What the task requires:
Could you retype every line of the data underneath without altering anything?

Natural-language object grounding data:
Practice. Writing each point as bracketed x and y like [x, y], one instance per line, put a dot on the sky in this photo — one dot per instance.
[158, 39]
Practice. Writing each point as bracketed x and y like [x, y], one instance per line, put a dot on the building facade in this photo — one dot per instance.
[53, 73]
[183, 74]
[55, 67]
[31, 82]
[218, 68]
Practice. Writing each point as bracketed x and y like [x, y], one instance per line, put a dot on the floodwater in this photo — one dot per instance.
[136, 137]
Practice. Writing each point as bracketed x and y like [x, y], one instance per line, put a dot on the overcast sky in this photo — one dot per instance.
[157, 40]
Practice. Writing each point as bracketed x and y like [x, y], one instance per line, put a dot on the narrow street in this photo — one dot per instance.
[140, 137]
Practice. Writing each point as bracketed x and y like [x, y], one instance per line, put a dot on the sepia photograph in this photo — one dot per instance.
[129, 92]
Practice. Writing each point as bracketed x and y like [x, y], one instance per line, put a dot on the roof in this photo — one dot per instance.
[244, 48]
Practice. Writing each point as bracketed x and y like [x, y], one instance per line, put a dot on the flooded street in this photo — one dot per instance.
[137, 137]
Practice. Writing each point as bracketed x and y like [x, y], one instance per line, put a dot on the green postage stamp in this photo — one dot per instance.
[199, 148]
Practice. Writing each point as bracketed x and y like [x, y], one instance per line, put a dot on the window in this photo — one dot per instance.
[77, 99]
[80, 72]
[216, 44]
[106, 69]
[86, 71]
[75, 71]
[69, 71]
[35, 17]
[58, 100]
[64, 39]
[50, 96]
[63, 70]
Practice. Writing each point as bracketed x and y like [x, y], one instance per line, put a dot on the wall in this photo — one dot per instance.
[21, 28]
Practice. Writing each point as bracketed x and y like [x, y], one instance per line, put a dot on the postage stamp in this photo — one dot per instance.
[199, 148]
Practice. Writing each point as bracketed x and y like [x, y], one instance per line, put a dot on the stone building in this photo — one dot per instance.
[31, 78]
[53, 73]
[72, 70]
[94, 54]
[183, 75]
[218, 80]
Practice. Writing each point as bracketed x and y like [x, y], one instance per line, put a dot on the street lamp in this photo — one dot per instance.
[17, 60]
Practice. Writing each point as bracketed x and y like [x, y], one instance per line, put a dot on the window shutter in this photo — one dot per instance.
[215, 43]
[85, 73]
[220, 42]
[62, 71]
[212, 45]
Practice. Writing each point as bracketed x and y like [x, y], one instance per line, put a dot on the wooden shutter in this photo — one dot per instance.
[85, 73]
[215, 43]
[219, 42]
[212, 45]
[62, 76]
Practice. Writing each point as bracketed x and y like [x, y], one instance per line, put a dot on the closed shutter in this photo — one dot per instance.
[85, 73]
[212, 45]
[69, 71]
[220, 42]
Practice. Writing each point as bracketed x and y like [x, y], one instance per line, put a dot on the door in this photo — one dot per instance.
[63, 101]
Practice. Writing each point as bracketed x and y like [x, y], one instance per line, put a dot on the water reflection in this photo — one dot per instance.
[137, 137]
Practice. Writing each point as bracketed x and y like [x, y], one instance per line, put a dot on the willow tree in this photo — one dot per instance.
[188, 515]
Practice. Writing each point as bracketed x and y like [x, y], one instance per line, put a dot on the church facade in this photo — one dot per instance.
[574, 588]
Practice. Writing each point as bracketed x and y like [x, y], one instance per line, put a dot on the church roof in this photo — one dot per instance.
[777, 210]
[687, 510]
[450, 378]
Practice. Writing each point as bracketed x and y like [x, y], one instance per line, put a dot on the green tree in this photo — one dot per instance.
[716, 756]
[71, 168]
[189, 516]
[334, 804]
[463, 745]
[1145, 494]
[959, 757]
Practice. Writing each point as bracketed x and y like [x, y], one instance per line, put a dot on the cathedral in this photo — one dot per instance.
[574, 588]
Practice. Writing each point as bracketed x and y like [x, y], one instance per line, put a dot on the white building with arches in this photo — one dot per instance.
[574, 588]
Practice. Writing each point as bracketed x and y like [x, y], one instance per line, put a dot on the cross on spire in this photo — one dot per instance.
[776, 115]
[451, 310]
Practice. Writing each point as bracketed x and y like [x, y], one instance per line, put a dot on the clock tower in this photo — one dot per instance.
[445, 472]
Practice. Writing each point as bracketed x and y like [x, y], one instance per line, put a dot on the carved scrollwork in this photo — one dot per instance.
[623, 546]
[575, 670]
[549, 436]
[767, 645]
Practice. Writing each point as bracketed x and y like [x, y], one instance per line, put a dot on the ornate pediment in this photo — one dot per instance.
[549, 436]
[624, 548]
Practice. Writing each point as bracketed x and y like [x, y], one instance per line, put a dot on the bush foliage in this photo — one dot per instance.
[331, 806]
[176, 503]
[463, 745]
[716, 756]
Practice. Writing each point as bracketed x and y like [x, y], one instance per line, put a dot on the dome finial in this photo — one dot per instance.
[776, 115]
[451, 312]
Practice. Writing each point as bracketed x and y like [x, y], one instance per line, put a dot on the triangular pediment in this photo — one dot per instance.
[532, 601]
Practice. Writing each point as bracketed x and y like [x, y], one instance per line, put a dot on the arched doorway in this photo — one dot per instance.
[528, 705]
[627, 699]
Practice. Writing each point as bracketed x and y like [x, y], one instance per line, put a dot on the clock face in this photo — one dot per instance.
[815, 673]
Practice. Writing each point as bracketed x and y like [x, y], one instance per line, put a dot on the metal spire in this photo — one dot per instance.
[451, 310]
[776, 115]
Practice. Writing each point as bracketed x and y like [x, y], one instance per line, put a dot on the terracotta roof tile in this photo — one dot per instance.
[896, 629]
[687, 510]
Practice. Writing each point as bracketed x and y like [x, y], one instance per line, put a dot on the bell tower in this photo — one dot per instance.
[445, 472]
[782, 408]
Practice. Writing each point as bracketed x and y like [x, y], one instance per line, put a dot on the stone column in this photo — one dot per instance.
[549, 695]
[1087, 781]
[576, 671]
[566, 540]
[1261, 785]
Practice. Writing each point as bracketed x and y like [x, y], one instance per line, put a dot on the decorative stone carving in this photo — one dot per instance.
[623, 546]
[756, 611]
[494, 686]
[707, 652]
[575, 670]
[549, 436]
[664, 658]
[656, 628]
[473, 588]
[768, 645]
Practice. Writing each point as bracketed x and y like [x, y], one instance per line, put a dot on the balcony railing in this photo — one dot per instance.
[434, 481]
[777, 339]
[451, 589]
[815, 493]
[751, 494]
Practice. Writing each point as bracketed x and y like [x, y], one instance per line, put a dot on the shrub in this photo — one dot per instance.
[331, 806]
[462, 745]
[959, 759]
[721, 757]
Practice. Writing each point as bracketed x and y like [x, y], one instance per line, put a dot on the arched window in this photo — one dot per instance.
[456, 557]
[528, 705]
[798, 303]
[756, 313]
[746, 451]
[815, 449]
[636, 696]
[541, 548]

Answer for the task:
Practice. Writing each point as bracketed x and y like [x, y], one instance per line, put a dot on the sky in this photo — one dot per instance.
[158, 39]
Practice. Writing each point as bracketed x and y like [x, y], one instance per line, put a dot on the building facade in this photo — one dot per instance.
[53, 73]
[183, 74]
[55, 67]
[31, 82]
[218, 68]
Practice. Writing each point as bracketed x and y like [x, y], one instance per line, put a dot on the floodwater in this photo — one dot per instance.
[136, 137]
Practice. Writing each point as bracketed x and y like [x, y], one instance per line, put a dot on the overcast sky in this photo — one dot per instance.
[157, 40]
Practice. Writing each point as bracketed x and y like [x, y], one instance per line, put a dot on the narrow street in this photo — one dot per instance.
[140, 137]
Practice. Writing each point as bracketed x and y like [x, y], one instance per line, put a dot on the sepia photograph in this photo — one dot per instance.
[129, 92]
Practice. Writing each point as bracketed x and y like [x, y], one instance per line, put a dot on the roof in this photo — one dot per instance.
[244, 48]
Practice. Writing each point as bracketed x and y like [x, y], one instance per line, put a dot on the flooded street in this photo — one dot per instance.
[137, 137]
Practice. Writing each point as bracketed x and y like [x, y], one instance per line, put a dot on the green postage stamp in this photo — one dot per instance.
[199, 148]
Practice. Writing each point as bracketed x and y like [x, y], one instance per line, put a dot on the window in this photo — one dot per instance.
[77, 99]
[80, 72]
[216, 44]
[106, 69]
[86, 71]
[75, 71]
[69, 71]
[35, 17]
[58, 100]
[64, 39]
[50, 96]
[63, 70]
Practice. Writing each point as bracketed x and y like [x, y], one instance per line, put a dot on the wall in this photo — one dot per instance.
[21, 28]
Practice. Writing each point as bracketed x and y like [x, y], one instance per line, put a dot on the postage stamp in this photo — one dot per instance.
[199, 148]
Practice. Writing each point as bracketed x and y like [x, y], one instance per line, put a dot on the stone building in this photo — one dot per instance.
[31, 78]
[53, 73]
[72, 70]
[94, 54]
[183, 75]
[218, 80]
Practice. Writing each point as bracketed x and y like [x, y], one instance per line, put a dot on the street lamp in this photo — one dot per instance.
[17, 60]
Practice. Writing each point as bracketed x and y like [x, y], one instance per line, put a dot on the window shutter in this photo — one dot per instance.
[215, 43]
[85, 73]
[220, 42]
[62, 71]
[212, 45]
Practice. Writing each point as bracketed x and y like [x, y], one instance per line, put a dot on the wooden shutter in this photo — one dot per instance.
[85, 73]
[215, 43]
[219, 42]
[212, 45]
[62, 76]
Practice. Writing each point as bracketed x and y like [x, y], one instance per line, put a dot on the closed shutter in this photo — one dot per instance.
[85, 73]
[212, 45]
[69, 71]
[220, 42]
Practice. Writing each point as bracketed x and y like [x, y], one instance per line, put a dot on the door in this photo — one dot per instance.
[63, 101]
Practice. Writing each point as bracketed x and y like [x, y], one instance per line, put a dot on the water reflection in this photo — one dot per instance.
[137, 137]
Practice. Writing each point as bracketed x and y like [x, y], one instance per line, put a dot on the willow tree in this photo — one dot per instance.
[188, 515]
Practice. Writing each point as bracketed x and y like [x, y], one instance per line, put a dot on the church facade in this photo — one dot per instance.
[574, 588]
Practice. Writing each point as bracketed x and y like [x, y], one instance per line, put a dot on the church roof in this photo — one dot per instance.
[777, 210]
[687, 510]
[450, 378]
Practice. Writing each point as bracketed x and y like [x, y], one instance per line, put a dot on the green tree in this photo — one dot per instance.
[716, 756]
[71, 168]
[189, 516]
[334, 804]
[463, 745]
[1145, 494]
[959, 757]
Practice. Writing each point as bracketed x and y like [x, y], one instance per line, put a dot on the cathedral in this photo — one dot per instance.
[574, 588]
Practice. Writing each point as bracketed x and y like [x, y], one instance per line, put a dot on the white building with arches in this photo — one dot per instance.
[574, 588]
Practice. Writing each point as bracketed x and y like [x, y], one instance per line, put a dot on the cross on spire in this photo — one dot per instance.
[776, 115]
[451, 310]
Practice. Writing each point as bracketed x and y like [x, y], one instance per line, put a dot on the clock tower in this photo — one dot per instance.
[445, 472]
Practice. Writing each point as bracketed x and y like [x, y], one instance per line, put a dot on the carved scrollwork in this photo — one dot per instance.
[623, 546]
[575, 670]
[549, 436]
[767, 645]
Practice. Writing each point as bracketed x and y like [x, y], one instance per line, put a dot on the ornate pediment in this photo — one dot per instance.
[549, 436]
[624, 548]
Practice. Writing each point as bracketed x and y like [x, y], one instance per line, put a dot on the bush foliage in this photo — one dot per instance.
[331, 806]
[176, 503]
[463, 745]
[716, 756]
Practice. Writing each point as bracketed x and y like [x, y], one instance per line, put a dot on the dome finial in this photo — one dot per instance.
[776, 115]
[451, 312]
Practice. Writing each point as bracketed x and y like [x, y], one instance per line, put a dot on the triangular pediment in this photo — one dot per instance.
[532, 601]
Practice. Writing each point as bracketed x and y like [x, y], one instance per line, put a dot on the arched doorway in this photo — one dot per instance.
[528, 705]
[627, 699]
Practice. Writing each point as bracketed x and y like [x, y], one instance per line, put a dot on the clock face in this photo — one dot per instance.
[815, 673]
Practice. Writing each point as bracketed x and y like [x, y], one instance per line, put a dot on the metal spire in this photo — one dot per instance.
[451, 310]
[776, 115]
Practice. Writing each point as bracketed x and y like [x, y], one instance per line, put a dot on the terracotta roof tile in this photo — one dot per instance.
[896, 629]
[687, 510]
Practice. Writing each point as bracketed x and y like [x, y], one instance per line, put a dot on the bell tower in this photo — one dot per instance.
[445, 472]
[782, 408]
Practice. Writing each point as bracketed x and y like [x, y], one instance per line, put a dot on the stone column in this photo — one dot per instance.
[549, 695]
[1087, 781]
[576, 671]
[566, 540]
[1261, 785]
Practice. Writing each point as bracketed x and y like [x, y], one instance per line, put a dot on the decorative stone carving in this photo — one dot per instance.
[623, 546]
[756, 611]
[494, 686]
[707, 652]
[575, 670]
[549, 436]
[664, 658]
[656, 628]
[473, 588]
[768, 645]
Practice. Writing each point as bracketed x and y like [x, y], one instance per line, put a dot on the balcony railing in this photo — one dot per instance.
[434, 481]
[777, 339]
[451, 589]
[815, 493]
[751, 494]
Practice. Writing each point as bracketed x and y like [x, y], one instance per line, put a dot on the shrub in this photo — one dot per instance.
[331, 806]
[462, 745]
[959, 759]
[721, 757]
Practice. Writing each point as bracketed x and y like [x, y], one instance per line, put a dot on the arched window in this photo — one dot per instance.
[456, 557]
[528, 705]
[798, 303]
[756, 313]
[746, 451]
[815, 449]
[636, 696]
[541, 548]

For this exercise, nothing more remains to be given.